_PASSAGE_:

────────────────────

Our evaluation shows that our statistical model is consistently more accurate at predicting the future-derived ground truth than all unweighted rules of the form "k out of n" AV detections. In addition, we evaluate the scenario where partial ground truth is available for model building. We train a logistic regression predictor on the partial label information. Our results show that as few as a 100 randomly selected training instances with ground truth are enough to achieve 80% true positive rate for 0.1% false positive rate. In comparison, the best unweighted threshold rule provides only 60% true positive rate at the same false positive rate.

────────────────────

_ITEMS_:

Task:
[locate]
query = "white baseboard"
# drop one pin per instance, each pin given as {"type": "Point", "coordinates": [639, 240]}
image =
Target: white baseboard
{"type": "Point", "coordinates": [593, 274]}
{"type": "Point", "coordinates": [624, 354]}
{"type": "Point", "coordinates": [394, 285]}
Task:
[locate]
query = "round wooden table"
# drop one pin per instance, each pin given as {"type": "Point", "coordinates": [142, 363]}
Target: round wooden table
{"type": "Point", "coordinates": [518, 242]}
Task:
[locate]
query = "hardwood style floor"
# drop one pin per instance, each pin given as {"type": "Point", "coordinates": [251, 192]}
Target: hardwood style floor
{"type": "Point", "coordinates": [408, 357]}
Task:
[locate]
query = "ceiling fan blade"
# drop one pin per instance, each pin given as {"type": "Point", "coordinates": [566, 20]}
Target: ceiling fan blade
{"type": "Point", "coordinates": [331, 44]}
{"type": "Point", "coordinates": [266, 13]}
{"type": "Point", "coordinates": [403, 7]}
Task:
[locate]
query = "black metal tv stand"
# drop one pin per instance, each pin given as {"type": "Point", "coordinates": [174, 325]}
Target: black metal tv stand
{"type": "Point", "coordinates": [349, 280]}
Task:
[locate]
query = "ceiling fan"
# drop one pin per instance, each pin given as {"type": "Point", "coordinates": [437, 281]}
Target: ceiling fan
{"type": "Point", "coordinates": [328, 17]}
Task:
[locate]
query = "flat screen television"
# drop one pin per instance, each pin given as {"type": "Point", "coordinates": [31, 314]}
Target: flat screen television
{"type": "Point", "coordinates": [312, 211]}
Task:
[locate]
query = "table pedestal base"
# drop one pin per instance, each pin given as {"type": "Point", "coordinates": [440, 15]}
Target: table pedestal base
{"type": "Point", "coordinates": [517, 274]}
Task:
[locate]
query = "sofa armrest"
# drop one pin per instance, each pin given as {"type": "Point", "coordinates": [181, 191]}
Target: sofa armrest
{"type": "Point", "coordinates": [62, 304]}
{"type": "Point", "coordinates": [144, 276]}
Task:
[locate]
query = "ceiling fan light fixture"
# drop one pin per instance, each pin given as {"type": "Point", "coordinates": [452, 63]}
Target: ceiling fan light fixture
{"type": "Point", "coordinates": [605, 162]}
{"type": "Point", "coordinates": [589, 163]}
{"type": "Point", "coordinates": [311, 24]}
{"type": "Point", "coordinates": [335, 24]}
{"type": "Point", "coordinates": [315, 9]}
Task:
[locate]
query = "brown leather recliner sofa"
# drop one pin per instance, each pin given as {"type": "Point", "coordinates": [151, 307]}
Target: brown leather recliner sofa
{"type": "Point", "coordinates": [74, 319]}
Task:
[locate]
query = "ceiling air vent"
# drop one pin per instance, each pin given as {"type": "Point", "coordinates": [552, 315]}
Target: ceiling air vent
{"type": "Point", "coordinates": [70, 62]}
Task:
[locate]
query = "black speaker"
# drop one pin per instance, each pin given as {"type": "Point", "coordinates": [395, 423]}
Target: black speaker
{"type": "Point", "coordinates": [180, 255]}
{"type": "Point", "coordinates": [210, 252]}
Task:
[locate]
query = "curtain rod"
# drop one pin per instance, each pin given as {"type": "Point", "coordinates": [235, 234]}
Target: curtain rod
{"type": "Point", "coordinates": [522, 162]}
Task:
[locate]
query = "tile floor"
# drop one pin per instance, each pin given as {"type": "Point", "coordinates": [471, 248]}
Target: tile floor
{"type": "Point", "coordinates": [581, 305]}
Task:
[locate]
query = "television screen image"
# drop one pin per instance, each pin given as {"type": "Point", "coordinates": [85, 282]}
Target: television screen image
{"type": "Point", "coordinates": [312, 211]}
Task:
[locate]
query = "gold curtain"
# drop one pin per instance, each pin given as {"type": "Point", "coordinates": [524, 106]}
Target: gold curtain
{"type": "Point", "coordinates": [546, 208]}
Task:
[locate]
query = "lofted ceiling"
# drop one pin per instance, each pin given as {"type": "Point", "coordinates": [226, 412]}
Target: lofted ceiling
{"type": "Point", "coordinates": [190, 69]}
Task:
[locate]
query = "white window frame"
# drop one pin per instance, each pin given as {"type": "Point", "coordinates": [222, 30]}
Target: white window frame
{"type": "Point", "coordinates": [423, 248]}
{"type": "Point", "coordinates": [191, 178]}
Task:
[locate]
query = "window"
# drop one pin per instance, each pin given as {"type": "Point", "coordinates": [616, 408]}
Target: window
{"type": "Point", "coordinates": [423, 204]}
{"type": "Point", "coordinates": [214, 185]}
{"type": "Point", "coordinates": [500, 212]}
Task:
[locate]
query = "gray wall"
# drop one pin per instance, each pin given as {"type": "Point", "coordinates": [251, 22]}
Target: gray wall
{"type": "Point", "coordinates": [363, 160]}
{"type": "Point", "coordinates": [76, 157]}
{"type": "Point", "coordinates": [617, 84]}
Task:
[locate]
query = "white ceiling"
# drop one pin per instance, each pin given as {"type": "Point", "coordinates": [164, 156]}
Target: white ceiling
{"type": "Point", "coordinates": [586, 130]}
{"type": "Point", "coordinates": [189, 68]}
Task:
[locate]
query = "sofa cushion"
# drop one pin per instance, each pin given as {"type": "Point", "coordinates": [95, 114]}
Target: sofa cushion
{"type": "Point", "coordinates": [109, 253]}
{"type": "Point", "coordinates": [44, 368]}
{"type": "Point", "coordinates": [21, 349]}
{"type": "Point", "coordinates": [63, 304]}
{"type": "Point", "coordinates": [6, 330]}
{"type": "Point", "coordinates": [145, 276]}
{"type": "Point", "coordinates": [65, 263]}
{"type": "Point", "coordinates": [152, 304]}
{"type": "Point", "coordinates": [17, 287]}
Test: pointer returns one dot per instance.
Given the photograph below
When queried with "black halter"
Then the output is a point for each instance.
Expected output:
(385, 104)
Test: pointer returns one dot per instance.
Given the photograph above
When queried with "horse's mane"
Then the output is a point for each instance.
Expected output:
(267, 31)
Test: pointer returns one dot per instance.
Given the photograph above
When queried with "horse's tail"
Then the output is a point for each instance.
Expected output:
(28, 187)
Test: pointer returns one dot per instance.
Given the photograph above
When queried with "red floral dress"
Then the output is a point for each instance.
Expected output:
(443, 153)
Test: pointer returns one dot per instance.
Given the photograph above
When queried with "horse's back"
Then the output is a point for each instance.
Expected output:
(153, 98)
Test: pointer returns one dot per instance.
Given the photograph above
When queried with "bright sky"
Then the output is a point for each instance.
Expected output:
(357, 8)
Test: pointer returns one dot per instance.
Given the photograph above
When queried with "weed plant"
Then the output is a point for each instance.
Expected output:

────────────────────

_WHAT YOU NEED TO DO_: List each distinct number that appears in the passage on predicting ground truth from AV detections.

_ANSWER_: 100, 80%, 0.1%, 60%